Copy out the lines below, starting with the line containing "Bonus question: Precisely where does the the" and going on through the line containing "[807,519,868,618]", requests included, and add 92 to every bounding-box coordinate in the answers.

(Excerpts of labeled region data)
____

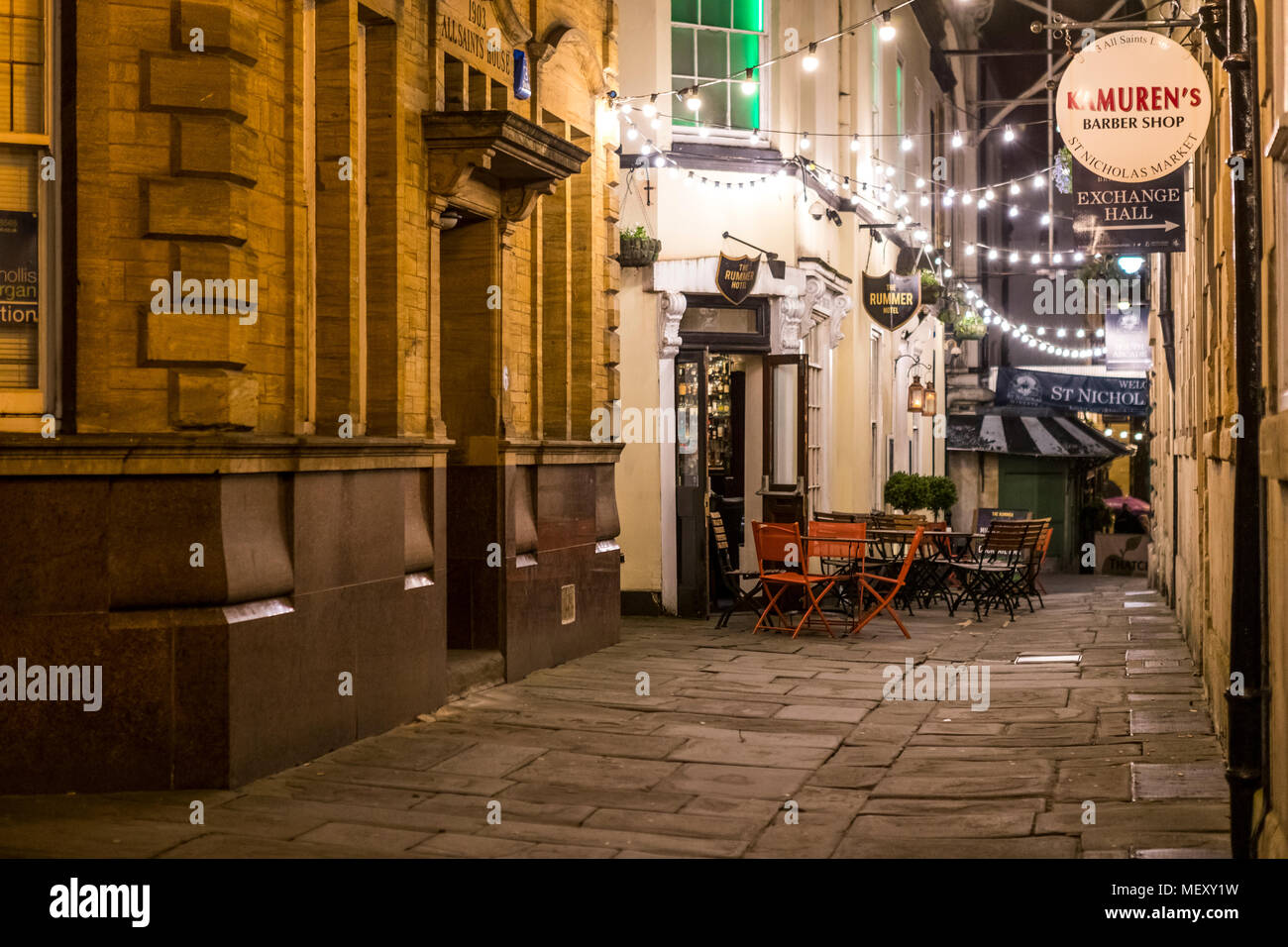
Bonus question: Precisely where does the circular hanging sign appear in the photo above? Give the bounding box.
[1055,30,1212,181]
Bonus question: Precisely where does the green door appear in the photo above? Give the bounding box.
[997,456,1072,566]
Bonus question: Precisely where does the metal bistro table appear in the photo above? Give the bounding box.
[867,530,986,614]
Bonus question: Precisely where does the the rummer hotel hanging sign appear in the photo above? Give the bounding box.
[1055,30,1212,181]
[863,271,921,329]
[716,254,760,305]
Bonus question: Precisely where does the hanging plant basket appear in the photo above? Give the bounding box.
[617,233,662,266]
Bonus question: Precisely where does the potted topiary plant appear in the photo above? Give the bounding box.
[617,224,662,266]
[881,471,930,513]
[926,476,957,522]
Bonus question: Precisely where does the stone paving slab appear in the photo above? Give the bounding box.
[0,576,1231,858]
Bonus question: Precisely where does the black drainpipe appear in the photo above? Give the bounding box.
[1158,254,1181,609]
[1201,0,1265,858]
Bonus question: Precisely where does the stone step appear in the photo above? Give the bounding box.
[447,648,505,703]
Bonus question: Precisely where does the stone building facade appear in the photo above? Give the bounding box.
[0,0,619,791]
[1149,0,1288,858]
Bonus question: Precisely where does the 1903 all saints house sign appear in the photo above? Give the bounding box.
[863,271,921,329]
[716,254,760,305]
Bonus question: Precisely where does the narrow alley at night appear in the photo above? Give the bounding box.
[0,0,1288,935]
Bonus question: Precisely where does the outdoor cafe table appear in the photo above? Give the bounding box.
[805,530,986,614]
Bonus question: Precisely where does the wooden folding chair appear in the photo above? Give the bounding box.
[751,522,836,638]
[709,510,765,627]
[953,519,1048,618]
[850,526,924,638]
[808,519,867,617]
[1015,517,1053,612]
[1033,526,1055,608]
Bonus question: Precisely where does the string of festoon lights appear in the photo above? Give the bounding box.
[618,0,914,104]
[625,117,1076,249]
[613,0,1047,151]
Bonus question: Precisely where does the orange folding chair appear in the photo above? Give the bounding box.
[751,522,837,638]
[850,526,924,638]
[807,519,868,618]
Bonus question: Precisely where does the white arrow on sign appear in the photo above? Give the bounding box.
[1096,220,1180,233]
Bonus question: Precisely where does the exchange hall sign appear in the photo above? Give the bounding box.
[438,0,514,85]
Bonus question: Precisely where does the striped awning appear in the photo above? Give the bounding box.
[948,415,1128,460]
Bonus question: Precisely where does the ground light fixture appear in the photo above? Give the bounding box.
[1015,651,1082,665]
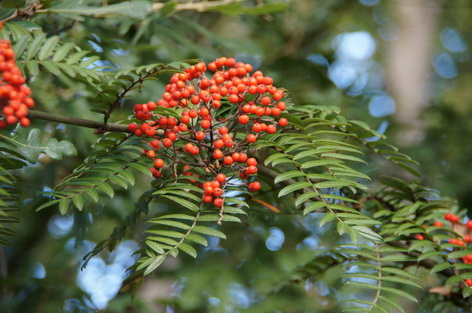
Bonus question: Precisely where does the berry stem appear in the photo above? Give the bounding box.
[28,110,128,134]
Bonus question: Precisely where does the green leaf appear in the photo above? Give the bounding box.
[177,242,197,258]
[97,183,114,198]
[382,286,418,302]
[48,1,152,19]
[274,171,305,184]
[303,201,326,215]
[321,153,367,164]
[59,198,69,215]
[0,128,77,163]
[145,240,165,254]
[52,42,75,62]
[192,226,226,239]
[320,212,336,227]
[278,181,313,198]
[352,226,383,242]
[144,254,166,276]
[72,193,84,211]
[162,195,199,212]
[431,262,452,273]
[302,159,344,169]
[26,32,46,60]
[36,199,61,212]
[38,36,59,61]
[447,249,472,259]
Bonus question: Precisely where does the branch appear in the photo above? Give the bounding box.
[152,0,245,12]
[28,110,128,134]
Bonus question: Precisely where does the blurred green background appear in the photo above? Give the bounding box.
[0,0,472,313]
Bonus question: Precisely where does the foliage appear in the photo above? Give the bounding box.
[0,0,472,312]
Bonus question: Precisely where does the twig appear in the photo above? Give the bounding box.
[152,0,245,12]
[28,110,128,134]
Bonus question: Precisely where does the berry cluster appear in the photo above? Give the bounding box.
[415,212,472,287]
[0,22,34,129]
[128,57,288,207]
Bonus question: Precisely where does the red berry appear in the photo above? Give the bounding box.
[216,173,226,183]
[154,159,164,168]
[195,131,205,140]
[161,138,172,148]
[128,123,139,133]
[213,188,223,197]
[203,195,213,203]
[20,117,30,127]
[200,120,211,129]
[249,181,262,191]
[218,126,229,135]
[246,134,257,143]
[433,221,444,227]
[465,220,472,229]
[238,115,249,125]
[266,125,277,134]
[213,198,224,208]
[279,117,288,127]
[213,149,223,160]
[246,158,257,166]
[223,156,234,165]
[213,139,225,149]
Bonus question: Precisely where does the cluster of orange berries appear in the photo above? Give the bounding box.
[415,212,472,287]
[0,22,34,129]
[128,57,288,207]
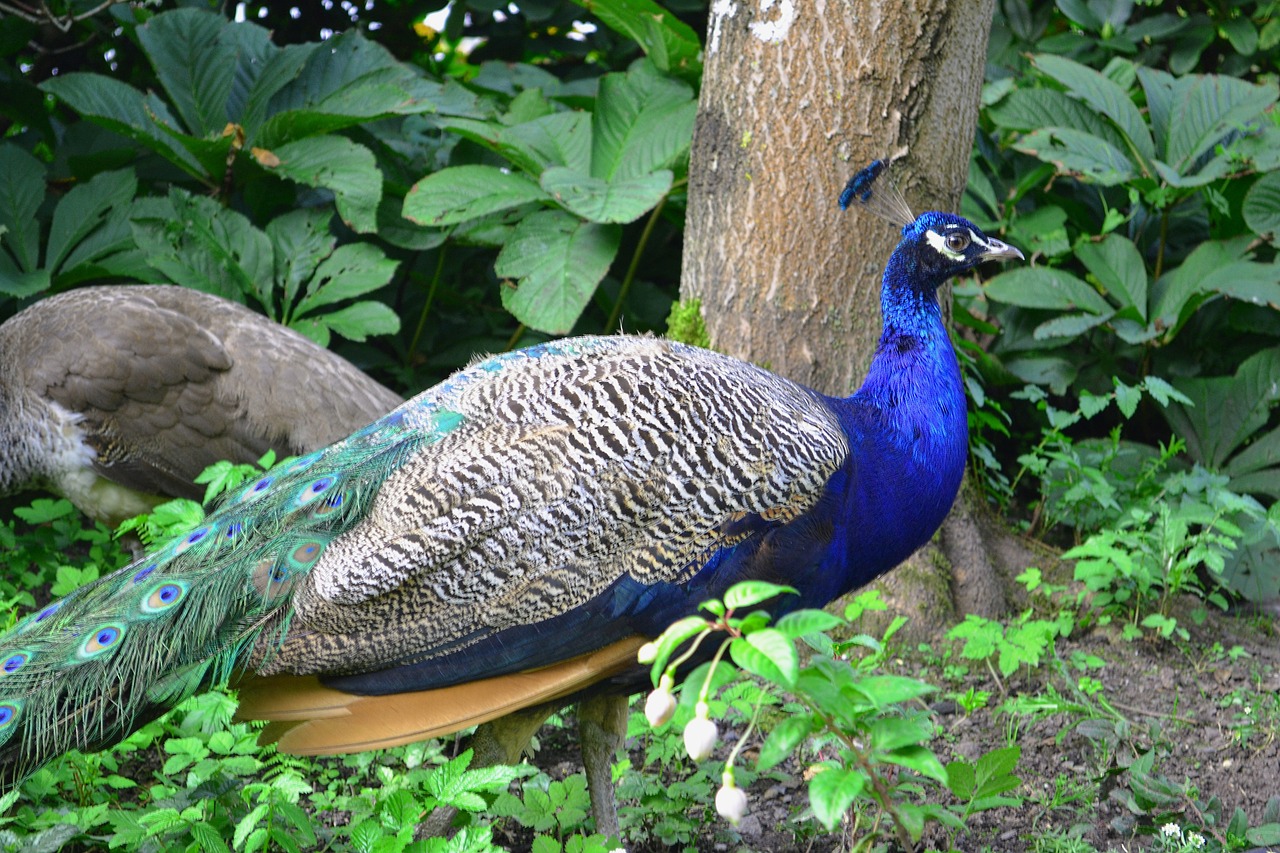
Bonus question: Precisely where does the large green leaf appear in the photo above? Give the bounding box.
[440,110,591,177]
[591,63,698,181]
[45,169,138,270]
[1138,68,1277,174]
[984,266,1111,314]
[494,210,621,334]
[575,0,703,79]
[1161,348,1280,473]
[1014,127,1137,187]
[541,167,672,223]
[137,9,240,136]
[1075,233,1147,321]
[987,88,1125,150]
[0,145,45,273]
[1243,172,1280,240]
[131,190,274,303]
[255,136,383,234]
[293,243,397,316]
[404,165,550,225]
[1032,54,1156,160]
[40,72,199,178]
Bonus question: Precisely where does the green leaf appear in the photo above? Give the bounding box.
[45,169,138,277]
[540,167,672,224]
[1075,234,1147,323]
[40,72,200,179]
[255,136,383,234]
[1152,74,1277,174]
[987,88,1125,151]
[728,628,800,688]
[1242,172,1280,241]
[1161,348,1280,471]
[575,0,703,79]
[442,111,591,177]
[776,610,845,639]
[1014,127,1137,187]
[404,165,547,225]
[494,208,621,334]
[724,580,800,610]
[755,713,813,774]
[591,63,698,182]
[984,266,1111,314]
[809,765,867,830]
[1032,54,1156,160]
[0,143,45,270]
[299,301,399,346]
[884,744,947,785]
[136,9,240,137]
[293,243,398,317]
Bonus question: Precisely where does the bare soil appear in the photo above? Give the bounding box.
[495,601,1280,853]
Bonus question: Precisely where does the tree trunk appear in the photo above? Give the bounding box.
[681,0,1024,630]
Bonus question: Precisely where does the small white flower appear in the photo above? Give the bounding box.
[644,675,676,729]
[685,702,719,761]
[716,770,746,826]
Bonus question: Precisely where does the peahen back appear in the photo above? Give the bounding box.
[0,157,1020,786]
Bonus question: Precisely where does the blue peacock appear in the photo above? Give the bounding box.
[0,161,1021,819]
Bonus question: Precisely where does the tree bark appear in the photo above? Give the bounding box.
[681,0,1004,634]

____

- REPLY -
Bonus question: Precisely where does the the rummer hotel hanging sign appear in the photo above? Give the bounding box.
[1147,122,1304,273]
[955,363,1013,421]
[808,346,852,397]
Bonus question: Precisely where does the hanging plant basket appear in the photo above? Give the bounding box.
[709,325,754,358]
Bonus question: Precisely where does the potted topiary plant appear in the photo above? Give the bounding box.
[709,316,754,358]
[973,563,1022,605]
[1018,568,1049,614]
Bonus question: Precisely where does the stone paving slab appear in the photo above? Give the bounding box.
[92,668,1323,950]
Bonus question: Precisely where does the black drainpipe appear in the photo above? Give the bounding box.
[1250,346,1273,701]
[1293,92,1357,950]
Bonus question: Precisely where does the stone step appear in the photo above? Give the bounding box.
[539,740,597,795]
Bonus question: Precisely where does the stone building facade appear in the photo above? Give the bounding box.
[92,92,711,883]
[1241,92,1380,950]
Bonus question: Precisely where does the 1903 all saints house sign appear in the photo above? Give the bounding box.
[955,363,1013,421]
[808,346,852,397]
Bonus question: Precisely where does the narrow alley at night appear in the photo above? Give the bounding box.
[92,92,1380,1027]
Bonus question: Precisely where does the outdoor cafe table appear in the photo above? Give the bounding box.
[897,622,1078,706]
Bonus question: Precisely where does the wooden folding chair appear in the photo above? Give the bounding box.
[843,614,928,730]
[801,602,857,719]
[1045,611,1140,710]
[942,618,1016,730]
[900,611,959,709]
[1107,609,1145,704]
[1125,618,1147,700]
Bonus question: Precisely where does the string of festoon lights appear in the photo above? Give the bounding box.
[710,92,1006,196]
[717,209,1168,341]
[705,92,1139,243]
Bonus question: Precisely where does the orange folding chair appear in the photo above? Give the bounding box.
[843,614,929,730]
[942,618,1016,730]
[899,611,960,710]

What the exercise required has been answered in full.